* [TO DO]: Copy out the lines of the entries below word for word, starting with the line containing "Detect the forearm" and ending with the line containing "xmin=620 ymin=625 xmax=720 ymax=720", both included. Reproduce only those lines.

-- START OF MATERIAL SUPPLIED --

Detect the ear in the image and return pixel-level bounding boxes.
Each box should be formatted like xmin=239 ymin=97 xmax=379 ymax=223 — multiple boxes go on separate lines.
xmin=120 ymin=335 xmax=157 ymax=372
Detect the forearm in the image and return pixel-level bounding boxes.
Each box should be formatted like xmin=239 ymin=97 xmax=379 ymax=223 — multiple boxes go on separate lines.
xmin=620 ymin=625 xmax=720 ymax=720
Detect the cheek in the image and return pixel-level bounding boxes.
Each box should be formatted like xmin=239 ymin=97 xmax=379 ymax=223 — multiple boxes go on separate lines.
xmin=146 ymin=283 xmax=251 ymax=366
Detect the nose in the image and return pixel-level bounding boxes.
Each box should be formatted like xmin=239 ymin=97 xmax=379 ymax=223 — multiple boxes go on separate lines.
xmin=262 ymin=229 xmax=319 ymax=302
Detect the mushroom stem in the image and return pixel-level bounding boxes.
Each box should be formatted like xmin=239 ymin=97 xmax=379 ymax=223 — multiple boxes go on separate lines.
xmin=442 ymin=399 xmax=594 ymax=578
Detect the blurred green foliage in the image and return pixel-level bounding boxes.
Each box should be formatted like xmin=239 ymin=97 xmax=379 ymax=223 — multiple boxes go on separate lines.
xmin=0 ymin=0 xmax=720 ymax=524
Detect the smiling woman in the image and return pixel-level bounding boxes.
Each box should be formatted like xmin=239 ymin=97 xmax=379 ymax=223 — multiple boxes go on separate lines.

-- END OF MATERIAL SUPPLIED --

* [RESULT BELOW]:
Detect the forearm in the image and return pixel-level bounding boxes.
Each box should be formatted like xmin=239 ymin=97 xmax=379 ymax=223 — multiple boxes go on separate lines.
xmin=620 ymin=625 xmax=720 ymax=720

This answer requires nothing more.